*PROBLEM TO WORK ON*. Your reply should reproduce each line below exactly and carry none of the pictures.

*Point localization data*.
____

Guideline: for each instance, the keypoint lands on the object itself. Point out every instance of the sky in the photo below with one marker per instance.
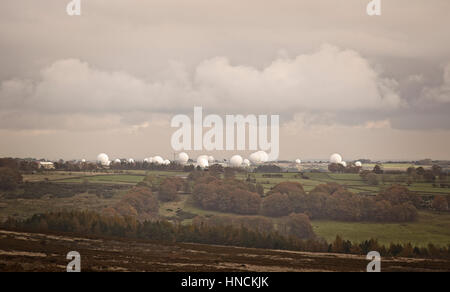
(112, 79)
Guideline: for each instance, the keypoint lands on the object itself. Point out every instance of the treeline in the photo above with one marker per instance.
(10, 176)
(94, 224)
(296, 225)
(328, 201)
(332, 201)
(139, 203)
(228, 195)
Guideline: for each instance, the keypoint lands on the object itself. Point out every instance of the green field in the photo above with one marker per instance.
(431, 227)
(111, 178)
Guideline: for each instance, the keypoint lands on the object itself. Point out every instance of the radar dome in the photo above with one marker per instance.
(259, 157)
(103, 159)
(236, 161)
(158, 160)
(202, 161)
(183, 158)
(336, 158)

____

*RESPONSE*.
Guideline: for each instance, the keypoint lands on the object itself. Point out every instance of the sky in the photo below with one marker per instance.
(112, 79)
Guideline: for each instance, the keypoint lands on the object itself. Point out every instance of the treeline in the photo above with one marker per instance.
(10, 176)
(94, 224)
(296, 225)
(328, 201)
(332, 201)
(139, 203)
(228, 195)
Guideline: for each instance, the keypoint lands on the object itself. Point out every instance of the green field in the photo above with one marker per instance.
(431, 227)
(111, 178)
Guideline: for each instance, the keypoint lands on the object itself. Point out every instance of the radar dome in the photo above with one marker per instance.
(259, 157)
(103, 159)
(236, 161)
(158, 160)
(202, 161)
(183, 158)
(336, 158)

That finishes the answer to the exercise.